━━━ Page text
Re: Why there are two different stages on the same query when i use hive on spark.

Posted by Xuefu Zhang <xz...@cloudera.com>.
The first stage for 1st query is to build a hash table for map join. It
took 7s to finish. Why do you think it's slow? Of course, it seemed you had
many small files, since there were 100 mappers, so each file would be very
small. This is not good for performance. Also consider using other data
formats other than text.

If a given stage is absurdly slow, check the task or executor statistics on
Spark. You could have a bad node in your cluster, or your data is skewed.
You can check if there is any specific task that takes much longer time
than the rest.

On Thu, Dec 3, 2015 at 6:51 PM, Jone Zhang <jo...@gmail.com> wrote:

> *Thanks for you warning.*
> *The first query is mapjoin and second query is reducejoin.The data format
> is all textInputFormat.*
> *I'll  go to learn more about  mapjoin of **hive on spark** anyway,But
> why** stage1 of  first query in attachment is so slowly?*
>
> *Explain first query:*
> hive (u_wsd)> explain insert overwrite table t_sd_ucm_cominfo_incremental
> partition (ds=20151202)
━━━━━━
━━━ Listed records
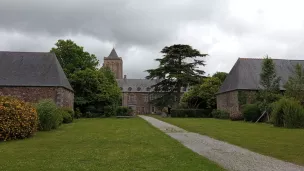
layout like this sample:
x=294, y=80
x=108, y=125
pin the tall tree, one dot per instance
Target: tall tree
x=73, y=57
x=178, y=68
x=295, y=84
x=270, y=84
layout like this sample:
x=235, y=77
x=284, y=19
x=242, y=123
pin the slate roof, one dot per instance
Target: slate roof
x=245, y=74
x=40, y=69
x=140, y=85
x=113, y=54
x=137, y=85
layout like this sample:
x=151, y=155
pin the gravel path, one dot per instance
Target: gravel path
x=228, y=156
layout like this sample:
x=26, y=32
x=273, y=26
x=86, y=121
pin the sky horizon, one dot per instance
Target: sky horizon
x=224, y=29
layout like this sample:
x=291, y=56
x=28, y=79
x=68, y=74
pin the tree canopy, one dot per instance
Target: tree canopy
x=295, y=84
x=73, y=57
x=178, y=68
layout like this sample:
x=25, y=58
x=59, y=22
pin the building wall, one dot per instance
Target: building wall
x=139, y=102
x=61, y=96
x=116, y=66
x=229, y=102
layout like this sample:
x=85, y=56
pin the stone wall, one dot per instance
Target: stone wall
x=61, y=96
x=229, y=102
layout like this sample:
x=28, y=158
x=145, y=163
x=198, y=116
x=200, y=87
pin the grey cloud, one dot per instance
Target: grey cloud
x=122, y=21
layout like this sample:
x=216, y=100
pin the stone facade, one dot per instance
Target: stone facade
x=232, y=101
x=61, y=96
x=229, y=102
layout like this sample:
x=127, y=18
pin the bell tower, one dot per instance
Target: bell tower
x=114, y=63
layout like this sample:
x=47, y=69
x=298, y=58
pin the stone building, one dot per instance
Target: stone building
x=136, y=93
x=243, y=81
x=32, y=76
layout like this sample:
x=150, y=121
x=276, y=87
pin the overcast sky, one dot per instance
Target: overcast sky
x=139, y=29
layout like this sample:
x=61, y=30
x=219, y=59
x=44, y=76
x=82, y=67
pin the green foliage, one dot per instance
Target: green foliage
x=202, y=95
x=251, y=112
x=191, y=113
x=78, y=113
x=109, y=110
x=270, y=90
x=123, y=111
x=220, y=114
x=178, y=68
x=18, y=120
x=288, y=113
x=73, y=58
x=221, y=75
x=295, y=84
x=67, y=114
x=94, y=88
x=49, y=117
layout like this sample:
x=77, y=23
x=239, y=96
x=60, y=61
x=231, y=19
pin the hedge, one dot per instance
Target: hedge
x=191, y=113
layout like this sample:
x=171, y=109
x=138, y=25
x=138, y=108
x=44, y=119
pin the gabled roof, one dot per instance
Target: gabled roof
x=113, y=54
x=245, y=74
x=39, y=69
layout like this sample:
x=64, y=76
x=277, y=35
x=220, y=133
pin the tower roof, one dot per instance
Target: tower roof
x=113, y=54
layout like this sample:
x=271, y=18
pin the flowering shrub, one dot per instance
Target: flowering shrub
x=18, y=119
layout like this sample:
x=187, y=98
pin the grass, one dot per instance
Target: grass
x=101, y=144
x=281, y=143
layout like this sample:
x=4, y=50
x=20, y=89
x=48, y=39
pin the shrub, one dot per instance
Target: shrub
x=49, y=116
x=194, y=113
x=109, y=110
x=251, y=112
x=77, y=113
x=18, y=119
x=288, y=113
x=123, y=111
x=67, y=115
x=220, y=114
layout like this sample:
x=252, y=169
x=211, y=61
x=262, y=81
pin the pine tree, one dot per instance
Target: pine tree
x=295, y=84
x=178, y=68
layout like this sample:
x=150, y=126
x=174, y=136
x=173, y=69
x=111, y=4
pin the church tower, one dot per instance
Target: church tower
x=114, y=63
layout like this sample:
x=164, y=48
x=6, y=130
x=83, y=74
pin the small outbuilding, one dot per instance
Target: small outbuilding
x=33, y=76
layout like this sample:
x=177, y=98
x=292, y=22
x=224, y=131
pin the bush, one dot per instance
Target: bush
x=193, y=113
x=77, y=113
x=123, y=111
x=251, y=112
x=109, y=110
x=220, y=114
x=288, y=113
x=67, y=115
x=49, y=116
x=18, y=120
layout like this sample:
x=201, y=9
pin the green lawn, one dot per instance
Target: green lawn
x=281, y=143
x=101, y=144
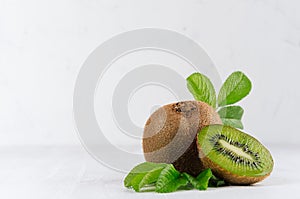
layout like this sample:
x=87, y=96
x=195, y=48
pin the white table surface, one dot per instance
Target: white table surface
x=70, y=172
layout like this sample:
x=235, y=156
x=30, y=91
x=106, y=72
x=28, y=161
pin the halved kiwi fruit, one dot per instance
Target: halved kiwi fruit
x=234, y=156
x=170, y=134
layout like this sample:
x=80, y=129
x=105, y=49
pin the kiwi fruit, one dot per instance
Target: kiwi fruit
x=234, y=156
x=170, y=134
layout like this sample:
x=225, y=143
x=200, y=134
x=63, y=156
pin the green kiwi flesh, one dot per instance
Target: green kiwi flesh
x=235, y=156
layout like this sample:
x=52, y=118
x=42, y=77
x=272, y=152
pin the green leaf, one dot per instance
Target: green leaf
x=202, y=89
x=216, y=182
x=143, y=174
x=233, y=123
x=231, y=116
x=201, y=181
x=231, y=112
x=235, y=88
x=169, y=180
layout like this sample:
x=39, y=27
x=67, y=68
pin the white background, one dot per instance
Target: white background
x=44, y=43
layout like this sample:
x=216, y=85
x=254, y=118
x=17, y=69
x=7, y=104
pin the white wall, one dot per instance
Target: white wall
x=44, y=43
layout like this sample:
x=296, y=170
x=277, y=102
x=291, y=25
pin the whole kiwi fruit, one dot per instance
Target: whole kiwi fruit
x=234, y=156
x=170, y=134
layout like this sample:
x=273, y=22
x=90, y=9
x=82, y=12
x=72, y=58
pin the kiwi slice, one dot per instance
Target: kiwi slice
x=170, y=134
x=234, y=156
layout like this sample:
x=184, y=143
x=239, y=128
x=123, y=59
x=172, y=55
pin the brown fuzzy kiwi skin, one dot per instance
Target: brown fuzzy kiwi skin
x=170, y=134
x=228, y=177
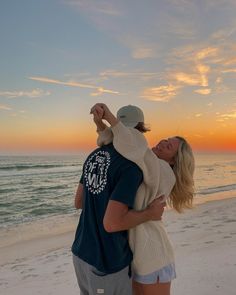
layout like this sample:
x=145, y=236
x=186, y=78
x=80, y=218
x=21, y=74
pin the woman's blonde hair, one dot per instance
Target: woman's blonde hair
━━━━━━
What you have to do: Continue the Hive on Spark mailing-list thread from the point where it stops.

Answer to this problem:
>             > select t1.uin,t1.clientip from
>             > (select uin,clientip from t_sd_ucm_cominfo_FinalResult where
> ds=20151202) t1
>             > left outer join (select uin,clientip from
> t_sd_ucm_cominfo_FinalResult where ds=20151201) t2
>             > on t1.uin=t2.uin
>             > where t2.clientip is NULL;
> OK
> STAGE DEPENDENCIES:
>   Stage-3 is a root stage
>   Stage-1 depends on stages: Stage-3
>   Stage-0 depends on stages: Stage-1
>   Stage-2 depends on stages: Stage-0
>
> STAGE PLANS:
>   Stage: Stage-3
>     Spark
>       DagName: mqq_20151204103210_fb913c60-c5ed-438f-8efb-950ee5639dd5:2
>       Vertices:
>         Map 2
>             Map Operator Tree:
>                 TableScan
>                   alias: t_sd_ucm_cominfo_finalresult
>                   Statistics: Num rows: 108009 Data size: 2873665 Basic
> stats: COMPLETE Column stats: NONE
>                   Select Operator
>                     expressions: uin (type: string), clientip (type:
> string)
>                     outputColumnNames: _col0, _col1
>                     Statistics: Num rows: 108009 Data size: 2873665 Basic
> stats: COMPLETE Column stats: NONE
>                     Spark HashTable Sink Operator
>                       keys:
>                         0 _col0 (type: string)
>                         1 _col0 (type: string)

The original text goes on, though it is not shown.